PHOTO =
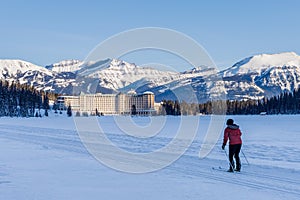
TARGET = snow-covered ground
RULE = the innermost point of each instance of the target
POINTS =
(43, 158)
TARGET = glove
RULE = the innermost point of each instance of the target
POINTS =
(223, 146)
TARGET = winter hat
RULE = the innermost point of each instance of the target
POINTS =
(229, 122)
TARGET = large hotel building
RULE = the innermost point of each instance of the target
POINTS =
(109, 104)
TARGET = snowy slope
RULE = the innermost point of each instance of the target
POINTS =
(255, 77)
(260, 63)
(65, 66)
(263, 75)
(43, 158)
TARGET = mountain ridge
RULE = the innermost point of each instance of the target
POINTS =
(253, 77)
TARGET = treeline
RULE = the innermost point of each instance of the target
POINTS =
(285, 103)
(20, 100)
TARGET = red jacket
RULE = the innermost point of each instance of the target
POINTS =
(233, 133)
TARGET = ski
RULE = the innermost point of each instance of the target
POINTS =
(224, 170)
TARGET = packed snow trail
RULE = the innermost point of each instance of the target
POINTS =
(269, 180)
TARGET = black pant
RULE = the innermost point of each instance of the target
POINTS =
(234, 150)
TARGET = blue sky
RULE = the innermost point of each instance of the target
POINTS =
(44, 32)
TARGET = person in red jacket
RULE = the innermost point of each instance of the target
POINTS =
(234, 134)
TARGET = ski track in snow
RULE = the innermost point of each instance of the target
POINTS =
(189, 165)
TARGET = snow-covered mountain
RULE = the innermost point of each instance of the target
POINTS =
(65, 66)
(251, 78)
(263, 75)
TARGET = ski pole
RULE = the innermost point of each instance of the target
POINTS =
(245, 157)
(228, 159)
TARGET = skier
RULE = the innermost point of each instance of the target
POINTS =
(233, 132)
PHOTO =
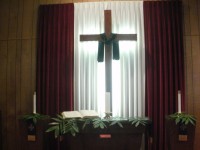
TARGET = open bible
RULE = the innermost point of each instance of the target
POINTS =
# # # # # # #
Make an exact copy of the listing above. Do not include the pictures.

PHOTO =
TARGET = snow-covered ground
RULE = the innermost point of each instance of the target
POINTS =
(43, 158)
TARGET = glove
RULE = the innermost point of each instance of the target
POINTS =
(223, 146)
TARGET = winter hat
RULE = the innermost point of each instance of the target
POINTS =
(229, 122)
TARGET = large hotel building
RULE = the innermost point of each instance of the target
POINTS =
(109, 104)
TARGET = snowy slope
RULE = the innermost point of each instance of the target
POINTS =
(255, 77)
(260, 63)
(65, 66)
(263, 75)
(43, 158)
TARGET = mountain ridge
RULE = the innermost point of each instance of the target
POINTS =
(253, 77)
TARGET = treeline
RULE = the innermost point of each instance of the target
POINTS =
(285, 103)
(20, 100)
TARGET = red jacket
RULE = the innermost point of each instance of the target
POINTS =
(233, 133)
TARGET = ski
RULE = the innermost point of each instance of the target
POINTS =
(224, 170)
TARGET = packed snow trail
RULE = the innermost point of each instance of the target
POINTS =
(269, 180)
TARGET = black pant
RULE = the innermost point of each instance of the target
POINTS =
(234, 150)
TARGET = blue sky
RULE = the innermost point of each instance of the target
POINTS =
(44, 32)
TARGET = person in red jacket
RULE = the innermost point of each instance of the target
POINTS =
(234, 134)
TARGET = ski track in snow
RULE = the innermost point of each instance of the target
POINTS =
(189, 165)
TARGET = snow-covered mountain
RULE = the innermost point of each instance of the target
POINTS =
(65, 66)
(251, 78)
(263, 75)
TARGET = ski pole
RULE = the innermost point of each instance of the target
POINTS =
(245, 157)
(228, 159)
TARGET = skier
RULE = the innermost point of each instance of the target
POINTS =
(233, 132)
PHOTO =
TARGET = open bible
RULE = the innermost point of each instance of the target
POINTS =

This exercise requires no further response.